### Document segment ###
In addition, students must understand that everyone in the classroom has a responsibility to listen carefully to every speaker. For successful interactions, students must listen to the teacher, and students need to listen to one another, too. Often, in the course of discussion with a classmate, a student will recognize an error in their thinking. And many times, an explanation from a peer will be far more effective than a lecture from a teacher.
Read what Sarah Wallick has to say about students listening to one another:
Transcript from Sarah Wallick
When a student comes out with a really good point and nobody else is listening except me, then nobody else learns anything. I work hard just to get kids to listen to each other, so I rarely repeat what a student will say. If I think a student isn’t listening to what a classmate is saying, I’ll look at the person who is not listening and say, “What did you think about what he said?” I’ll just put them on the spot. I do this a lot in the early part of the year particularly, because I want them to understand that it’s really important for them to listen to one another.
Read what Carol Malloy has to say about students speaking with one another about mathematics:
Transcript from Carol Malloy
There was a conversation going on about, “Well, how do you know how many times this [pulley] goes around? How do you figure it out in the very beginning of the problem?” And the young lady said, “Well, you simply have to use the circumference of the circle in order to figure that out.” And they did that. You had students who actually talked to one another about the mathematics in the groups and across the entire class. And there’s nothing more that you can ask from a community of learners and everyone learning together, listening and respecting what everybody else is saying, and valuing the fact that somebody else has something to contribute to their knowledge and their growth.
###
• Using the information
1. In the passage on classroom listening, rewrite the part between "Read what Carol" and "and their growth.", inclusive, changing "community of learners" to "classroom of learners".
2. Extend the passage on classroom listening by continuing it after its final sentence.
### Material supplied ###
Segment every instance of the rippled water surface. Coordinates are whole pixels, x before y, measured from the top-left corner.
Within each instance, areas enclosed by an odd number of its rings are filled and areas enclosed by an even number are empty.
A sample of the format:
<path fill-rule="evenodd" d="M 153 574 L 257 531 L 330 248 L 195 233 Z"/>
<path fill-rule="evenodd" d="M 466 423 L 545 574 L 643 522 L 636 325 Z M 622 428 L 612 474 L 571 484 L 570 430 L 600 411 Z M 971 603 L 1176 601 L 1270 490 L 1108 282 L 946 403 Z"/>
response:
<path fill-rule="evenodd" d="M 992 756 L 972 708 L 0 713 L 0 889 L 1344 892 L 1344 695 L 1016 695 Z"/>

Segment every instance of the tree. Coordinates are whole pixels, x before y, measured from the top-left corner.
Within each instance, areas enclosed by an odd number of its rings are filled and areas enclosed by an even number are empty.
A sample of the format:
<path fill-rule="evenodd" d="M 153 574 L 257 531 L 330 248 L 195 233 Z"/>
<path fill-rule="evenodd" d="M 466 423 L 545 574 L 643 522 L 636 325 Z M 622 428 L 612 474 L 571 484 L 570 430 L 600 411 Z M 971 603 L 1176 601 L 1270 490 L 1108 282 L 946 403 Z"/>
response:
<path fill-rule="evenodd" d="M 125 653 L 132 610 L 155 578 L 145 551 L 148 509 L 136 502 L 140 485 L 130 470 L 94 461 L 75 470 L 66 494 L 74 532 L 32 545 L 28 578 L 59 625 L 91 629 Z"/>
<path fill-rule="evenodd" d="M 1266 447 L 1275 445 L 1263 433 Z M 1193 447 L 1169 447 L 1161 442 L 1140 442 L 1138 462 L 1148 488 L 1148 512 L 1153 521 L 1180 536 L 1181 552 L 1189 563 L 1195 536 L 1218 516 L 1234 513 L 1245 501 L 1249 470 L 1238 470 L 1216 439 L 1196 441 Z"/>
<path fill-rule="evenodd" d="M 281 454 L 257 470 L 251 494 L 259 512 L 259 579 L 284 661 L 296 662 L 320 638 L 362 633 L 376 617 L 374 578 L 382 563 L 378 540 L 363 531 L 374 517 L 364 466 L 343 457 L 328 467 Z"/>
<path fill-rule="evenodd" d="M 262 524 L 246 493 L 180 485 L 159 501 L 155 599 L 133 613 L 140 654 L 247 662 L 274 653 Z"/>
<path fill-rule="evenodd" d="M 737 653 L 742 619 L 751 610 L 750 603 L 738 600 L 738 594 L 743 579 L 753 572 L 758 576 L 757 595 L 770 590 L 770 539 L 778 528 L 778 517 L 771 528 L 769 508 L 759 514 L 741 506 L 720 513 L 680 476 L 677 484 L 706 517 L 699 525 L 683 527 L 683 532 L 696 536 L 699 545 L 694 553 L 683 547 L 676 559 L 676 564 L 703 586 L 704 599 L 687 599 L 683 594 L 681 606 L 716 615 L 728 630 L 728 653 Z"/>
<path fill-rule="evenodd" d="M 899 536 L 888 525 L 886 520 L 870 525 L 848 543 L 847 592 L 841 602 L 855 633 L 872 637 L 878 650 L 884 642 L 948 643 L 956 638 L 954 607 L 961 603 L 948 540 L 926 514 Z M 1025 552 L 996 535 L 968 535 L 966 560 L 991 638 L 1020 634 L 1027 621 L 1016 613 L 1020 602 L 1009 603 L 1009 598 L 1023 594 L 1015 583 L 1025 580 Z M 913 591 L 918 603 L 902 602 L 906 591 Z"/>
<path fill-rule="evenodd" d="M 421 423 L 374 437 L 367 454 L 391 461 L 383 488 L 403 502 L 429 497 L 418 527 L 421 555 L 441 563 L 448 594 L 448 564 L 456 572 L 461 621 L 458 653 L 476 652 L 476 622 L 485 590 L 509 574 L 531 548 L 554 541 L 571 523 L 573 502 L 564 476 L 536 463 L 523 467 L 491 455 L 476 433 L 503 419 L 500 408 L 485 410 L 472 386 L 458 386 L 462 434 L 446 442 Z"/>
###
• Answers to the exercises
1.
Read what Carol Malloy has to say about students speaking with one another about mathematics:
Transcript from Carol Malloy
There was a conversation going on about, “Well, how do you know how many times this [pulley] goes around? How do you figure it out in the very beginning of the problem?” And the young lady said, “Well, you simply have to use the circumference of the circle in order to figure that out.” And they did that. You had students who actually talked to one another about the mathematics in the groups and across the entire class. And there’s nothing more that you can ask from a classroom of learners and everyone learning together, listening and respecting what everybody else is saying, and valuing the fact that somebody else has something to contribute to their knowledge and their growth.

2.
To promote classroom interaction and foster a safe environment, teacher and peer reactions to a student response should be nonjudgmental. Most teachers understand that negative reactions are hurtful – an unsatisfactory answer from a student does not require a harsh critique, especially in front of the rest of the class. But it is important to remember that a positive reaction can also have a deleterious effect on class participation. Imagine being a student in a math class, and the teacher says to a classmate, “Wow! What a fantastic answer! That’s tremendous! Okay, who’s next?” How likely would you be to raise your hand and attempt to follow that? Even the most confident student wouldn’t want to have to go next, let alone the shy teenager who lacks self-confidence.
Read what David C. Webb has to say about developing an effective classroom environment:
Transcript from David C. Webb
Such a classroom is not developed overnight, and students don’t necessarily come into a teacher’s classroom ready to engage in these types of lessons. It’s developing an atmosphere of student inquiry in the classroom where students are allowed to pose ideas – whether they are correct or not, it doesn’t matter. “Give me your thoughts on this.” “What do you see?” These are questions that all students can engage in. Students will give feedback to students and eventually, in the whole class discussion, there will also be opportunities to address some of those misconceptions. It’s a way of engaging in the learning of mathematics that’s safe for a wider range of students. It creates mathematics that’s more accessible to students.
Reflection:
Explain how you might implement one of the strategies discussed above to increase the potential for learning in your classroom.